── Task material ──

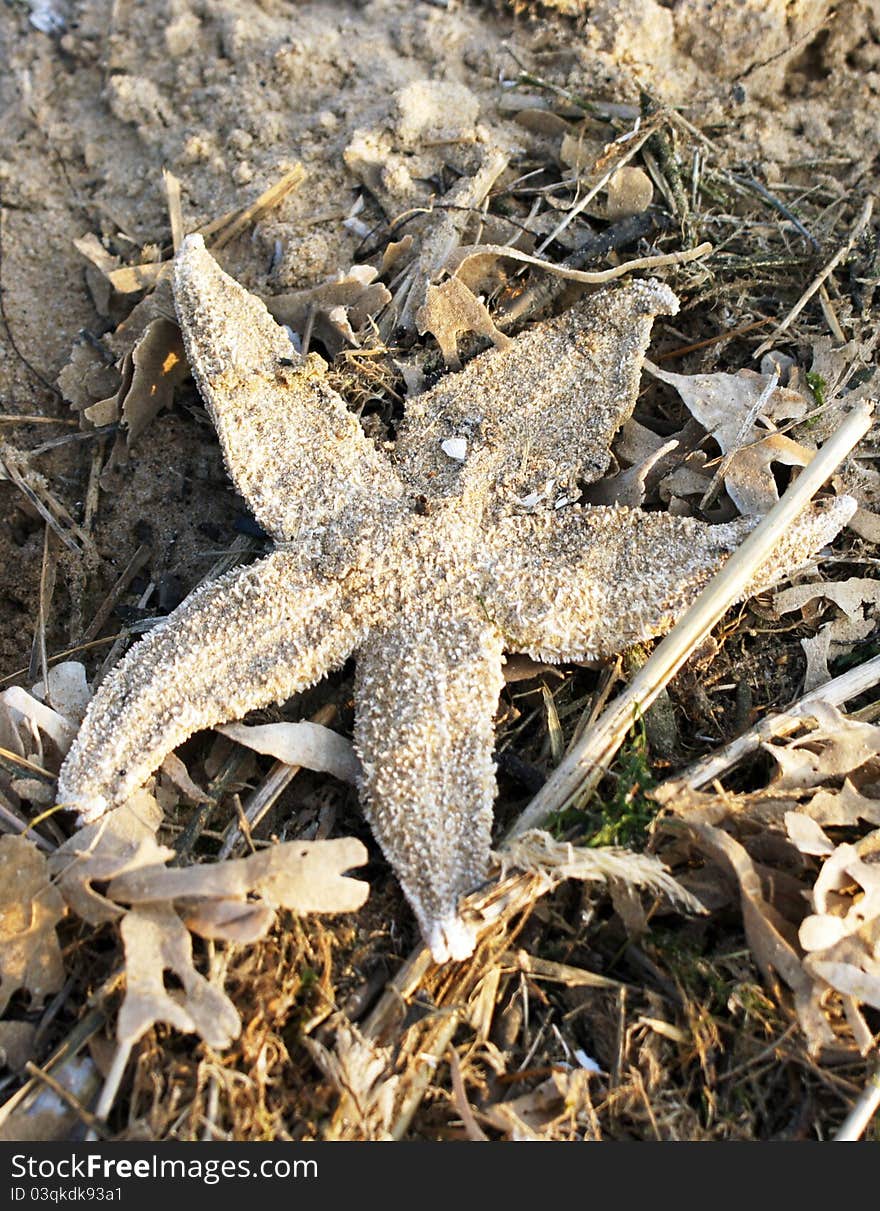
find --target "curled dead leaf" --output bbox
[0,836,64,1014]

───
── Task material ──

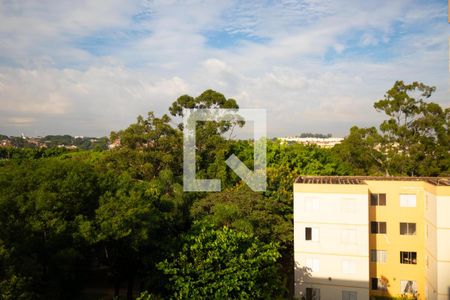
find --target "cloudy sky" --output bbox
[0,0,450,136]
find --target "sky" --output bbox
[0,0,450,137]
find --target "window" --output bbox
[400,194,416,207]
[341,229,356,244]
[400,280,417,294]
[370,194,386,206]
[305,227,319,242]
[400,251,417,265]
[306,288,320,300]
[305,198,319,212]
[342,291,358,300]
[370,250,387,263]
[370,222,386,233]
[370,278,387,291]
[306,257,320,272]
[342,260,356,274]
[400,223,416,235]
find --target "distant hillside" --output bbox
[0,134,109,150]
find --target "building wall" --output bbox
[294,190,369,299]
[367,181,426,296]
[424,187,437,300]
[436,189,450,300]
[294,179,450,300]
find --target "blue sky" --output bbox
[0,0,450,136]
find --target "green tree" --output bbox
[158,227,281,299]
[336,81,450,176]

───

**To be done:**
Gather every line of the material above that contains the string "bbox", counting uppercase and lowercase letters as different.

**The completed task:**
find --target "curled dead leaf" --output bbox
find --target "cloudy sky" --output bbox
find --target "sky" --output bbox
find --target "window" --output bbox
find --target "distant hillside" --output bbox
find --target "building wall" --output bbox
find --target "blue sky" --output bbox
find --target "green tree" --output bbox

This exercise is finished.